*** Begin section ***

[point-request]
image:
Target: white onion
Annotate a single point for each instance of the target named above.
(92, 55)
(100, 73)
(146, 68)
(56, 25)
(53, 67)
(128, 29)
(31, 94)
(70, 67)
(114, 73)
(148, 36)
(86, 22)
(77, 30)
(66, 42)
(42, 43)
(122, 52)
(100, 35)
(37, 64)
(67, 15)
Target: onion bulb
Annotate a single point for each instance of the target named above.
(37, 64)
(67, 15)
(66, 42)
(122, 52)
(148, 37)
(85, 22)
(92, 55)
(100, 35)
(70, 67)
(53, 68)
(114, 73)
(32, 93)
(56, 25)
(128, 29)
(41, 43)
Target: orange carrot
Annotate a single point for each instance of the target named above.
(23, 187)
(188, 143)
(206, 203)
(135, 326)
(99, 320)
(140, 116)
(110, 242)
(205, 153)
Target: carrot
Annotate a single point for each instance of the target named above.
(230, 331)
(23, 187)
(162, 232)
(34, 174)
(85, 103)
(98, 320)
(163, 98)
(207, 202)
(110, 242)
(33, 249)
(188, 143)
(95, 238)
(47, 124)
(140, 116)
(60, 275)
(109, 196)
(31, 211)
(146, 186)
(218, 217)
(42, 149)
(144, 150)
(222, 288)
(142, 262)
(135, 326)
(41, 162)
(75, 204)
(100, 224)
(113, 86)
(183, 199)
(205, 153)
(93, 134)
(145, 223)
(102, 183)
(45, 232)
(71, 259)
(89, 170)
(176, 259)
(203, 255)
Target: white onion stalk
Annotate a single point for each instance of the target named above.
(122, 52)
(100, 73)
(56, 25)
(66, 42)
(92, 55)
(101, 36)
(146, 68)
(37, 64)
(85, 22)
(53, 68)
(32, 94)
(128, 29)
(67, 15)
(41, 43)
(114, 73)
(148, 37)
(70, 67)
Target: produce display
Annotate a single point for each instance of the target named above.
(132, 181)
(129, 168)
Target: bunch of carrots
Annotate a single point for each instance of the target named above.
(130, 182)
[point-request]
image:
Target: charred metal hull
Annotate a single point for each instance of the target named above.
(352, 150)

*** End section ***

→ **YOUR ASSIGNMENT**:
Every line of the material above that has the string "white" needs pulling out.

→ **ANSWER AREA**:
Target: white onion
Target: white onion stalk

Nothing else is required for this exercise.